■ TASKS AND EXERCISES ■
(1) Answer these questions from the ADHD evaluation text:
(a) How much total time should adults expect the evaluation to take?
(b) Which professionals typically administer full neuropsychological testing batteries?
(c) What is the cost range for a focused diagnostic visit?
(2) Reproduce the ADHD evaluation text from "For children, the evaluation" up to and including "or mimic ADHD.".

■ TEXT BLOCK ■
For children, the evaluation also screens for learning disabilities, autism spectrum disorder, sleep disorders, and tics, all of which can coexist with or mimic ADHD.
How Long It Takes
For adults, expect about 2 to 4 hours total, often completed in one or two sessions. For children, the process tends to run longer (3 to 6 hours across two or more appointments) because it involves collecting input from parents, teachers, and sometimes observing the child directly. Complex cases with multiple possible diagnoses can stretch even further. After testing is complete, the clinician typically needs additional time to score results and prepare a written report, so you may not get your results the same day.
Who Can Diagnose ADHD
Several types of professionals are qualified to conduct an ADHD evaluation: psychiatrists, psychologists, pediatricians, neurologists, nurse practitioners, licensed clinical social workers, and other licensed counselors or therapists. Psychologists are the only ones who typically administer full neuropsychological testing batteries, while psychiatrists and primary care physicians more often rely on clinical interviews and rating scales. If you need a comprehensive evaluation that includes cognitive testing, a psychologist or neuropsychologist is usually the right choice.
What It Costs
Costs vary widely depending on the depth of the evaluation and where you live. A focused diagnostic visit with a clinical interview and screening tools runs $200 to $500. A comprehensive neuropsychological evaluation with standardized cognitive testing, multiple rating scales, collateral interviews, and a detailed written report can cost $1,500 to $5,000 or more.

■ DATASET CONTENT ■
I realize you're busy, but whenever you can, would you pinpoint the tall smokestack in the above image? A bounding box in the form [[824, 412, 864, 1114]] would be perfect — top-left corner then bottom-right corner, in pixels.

■ SOLUTIONS IN ORDER ■
(1)
(a) About 2 to 4 hours.
(b) Psychologists.
(c) $200 to $500.

(2)
For children, the evaluation also screens for learning disabilities, autism spectrum disorder, sleep disorders, and tics, all of which can coexist with or mimic ADHD.